[start Input records]

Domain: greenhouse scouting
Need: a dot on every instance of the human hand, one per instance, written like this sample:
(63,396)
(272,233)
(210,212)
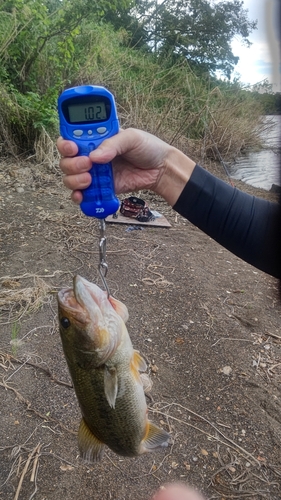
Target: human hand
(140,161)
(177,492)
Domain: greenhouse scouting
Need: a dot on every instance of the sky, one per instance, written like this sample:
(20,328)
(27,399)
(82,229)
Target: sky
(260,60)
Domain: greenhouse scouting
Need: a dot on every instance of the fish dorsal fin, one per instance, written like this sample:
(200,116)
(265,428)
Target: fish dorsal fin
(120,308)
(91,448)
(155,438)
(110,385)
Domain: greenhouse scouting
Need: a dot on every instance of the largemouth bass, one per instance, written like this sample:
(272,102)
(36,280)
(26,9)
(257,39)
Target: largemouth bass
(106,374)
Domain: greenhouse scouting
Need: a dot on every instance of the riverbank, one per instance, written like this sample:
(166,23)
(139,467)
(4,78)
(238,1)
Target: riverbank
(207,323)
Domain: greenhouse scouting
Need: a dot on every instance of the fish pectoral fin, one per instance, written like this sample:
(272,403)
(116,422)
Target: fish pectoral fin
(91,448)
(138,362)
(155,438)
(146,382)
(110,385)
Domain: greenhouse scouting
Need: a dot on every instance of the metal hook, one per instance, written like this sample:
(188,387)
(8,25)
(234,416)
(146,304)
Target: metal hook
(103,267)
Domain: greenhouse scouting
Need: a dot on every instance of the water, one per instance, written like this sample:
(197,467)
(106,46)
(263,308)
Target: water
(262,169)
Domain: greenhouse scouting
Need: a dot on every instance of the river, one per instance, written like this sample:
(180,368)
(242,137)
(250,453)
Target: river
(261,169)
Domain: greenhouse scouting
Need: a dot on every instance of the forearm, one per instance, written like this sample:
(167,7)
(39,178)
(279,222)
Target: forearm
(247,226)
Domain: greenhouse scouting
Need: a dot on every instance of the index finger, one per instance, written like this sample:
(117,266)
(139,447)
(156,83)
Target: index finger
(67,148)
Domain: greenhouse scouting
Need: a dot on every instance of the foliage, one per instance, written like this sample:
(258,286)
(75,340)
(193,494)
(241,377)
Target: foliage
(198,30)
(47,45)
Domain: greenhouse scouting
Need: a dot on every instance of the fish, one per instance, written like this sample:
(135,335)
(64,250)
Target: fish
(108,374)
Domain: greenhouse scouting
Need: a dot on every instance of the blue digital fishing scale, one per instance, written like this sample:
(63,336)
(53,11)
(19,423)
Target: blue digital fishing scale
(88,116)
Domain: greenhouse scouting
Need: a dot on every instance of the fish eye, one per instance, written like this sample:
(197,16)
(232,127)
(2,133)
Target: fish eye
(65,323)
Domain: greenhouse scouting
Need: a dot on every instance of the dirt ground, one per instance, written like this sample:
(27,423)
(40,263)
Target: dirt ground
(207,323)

[end Input records]

*Exercise goal*: Leave the images out, please, and restate each line word for word.

*Expected output*:
Domain: greenhouse scouting
Need: a dot on every instance of the human hand, one per instance, written like this sample:
(63,396)
(272,233)
(210,212)
Target: human hand
(140,161)
(177,492)
Domain: greenhouse scouting
Need: a dot on every instance of the sky, one per instance, written like this sample:
(20,328)
(27,399)
(82,229)
Target: sky
(260,60)
Domain: greenhouse scouting
Need: a dot on every instance of the fish dorsal fin, one per instance, written like this sample:
(200,116)
(265,428)
Target: fish dorsal fin
(120,308)
(91,448)
(155,438)
(110,385)
Domain: greenhouse scouting
Need: a dot on every instance of the largemouth bass, one per instance, written like this sample:
(272,102)
(36,280)
(26,9)
(257,39)
Target: largemouth bass
(106,374)
Domain: greenhouse scouting
Need: a dot on every instance of the riverbank, one per instance, written like this sample:
(166,23)
(139,467)
(4,78)
(238,1)
Target: riverbank
(207,323)
Domain: greenhouse scouting
Need: a dot on every instance of the fish pectoral fin, one per instance, written like this sample:
(272,403)
(116,422)
Target: fish pectoral fin
(91,448)
(138,362)
(155,438)
(146,382)
(110,385)
Domain: greenhouse scouting
Need: a dot on every instance of the metal hook, one per instance, written like this sample:
(188,387)
(8,25)
(234,416)
(146,304)
Target: metal hook
(103,267)
Domain: greenhouse scouting
Need: a dot on every instance of the water, one per instance, written like this sample:
(197,467)
(106,46)
(263,308)
Target: water
(262,169)
Domain: greenhouse scouting
Need: a dot on every instance of the river, one per instance, written like this sample:
(180,368)
(242,137)
(250,453)
Target: river
(261,169)
Domain: greenhouse scouting
Need: a dot on every instance of the forearm, one per instance, written like this sample:
(167,7)
(39,178)
(279,222)
Target: forearm
(247,226)
Domain: greenhouse scouting
Need: a dot on every instance of the index finger, one per instance, written like this sample:
(117,266)
(139,447)
(156,83)
Target: index finger
(67,148)
Domain: greenhouse scouting
Need: a dot on every instance of the foliage, one per instance, written like this sample:
(258,286)
(75,340)
(193,494)
(241,377)
Target: foliage
(198,30)
(47,45)
Domain: greenhouse scouting
Need: a dot on every instance of the fish, one per instance, written like this sample:
(135,335)
(64,250)
Target: fish
(108,374)
Domain: greenhouse scouting
Need: a dot on every instance of the blue digital fishing scale, one per instance, written like this sample:
(63,336)
(53,11)
(19,423)
Target: blue digital fishing scale
(88,116)
Domain: greenhouse scouting
Need: a dot on every instance of the fish eye, one per instance, written like this sample:
(197,16)
(232,127)
(2,133)
Target: fish eye
(65,323)
Domain: greenhouse scouting
Need: a dot on every instance of the dirt ground, one per instance, written like this sample:
(27,423)
(40,263)
Target: dirt ground
(207,323)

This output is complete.